* **PAGE**:
Re-turn to the Light – Father Dennis’ Homily for March 15

frdennisIf you were given a very precious gift that could be used daily, what would you do with it? Because of its value would you put it on display, but never use it? Would you put it in a safe place in order to protect it? Or would you use the gift for what it was intended?

We have been given the most precious gift of all—the gift of salvation.

St. Paul tells us in his letter to the Ephesians, “For by grace you have been saved through faith, and this is not from you; it is the gift of God, (Eph. 2: 8).” St. Paul reminds us of what God has done for us out of love for us. The starting point for understanding the gift we have been given by God the Father is His great love for us. Right now, do you feel loved by God? Think about this for a moment. Do you feel loved by God? Most of us probably would say, “Intellectually I can understand that God loves me.” I am speaking about understanding it with the heart. This is the only place where we can comprehend this great love. We don’t go around saying, “I am intellectually in love with my wife, or my husband, or my children.” This doesn’t hold any water.

* **TASK REQUIREMENTS**: Transcribe the homily word for word, everything from "St. Paul tells" down to "hold any water.".

* **GIVEN DATA**:
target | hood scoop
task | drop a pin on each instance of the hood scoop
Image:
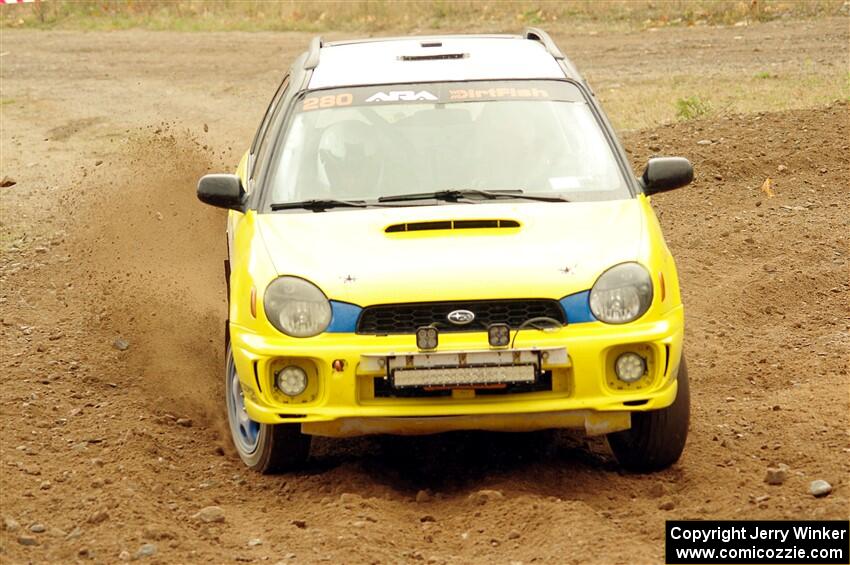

* **FINISHED TASK**:
St. Paul tells us in his letter to the Ephesians, “For by grace you have been saved through faith, and this is not from you; it is the gift of God, (Eph. 2: 8).” St. Paul reminds us of what God has done for us out of love for us. The starting point for understanding the gift we have been given by God the Father is His great love for us. Right now, do you feel loved by God? Think about this for a moment. Do you feel loved by God? Most of us probably would say, “Intellectually I can understand that God loves me.” I am speaking about understanding it with the heart. This is the only place where we can comprehend this great love. We don’t go around saying, “I am intellectually in love with my wife, or my husband, or my children.” This doesn’t hold any water.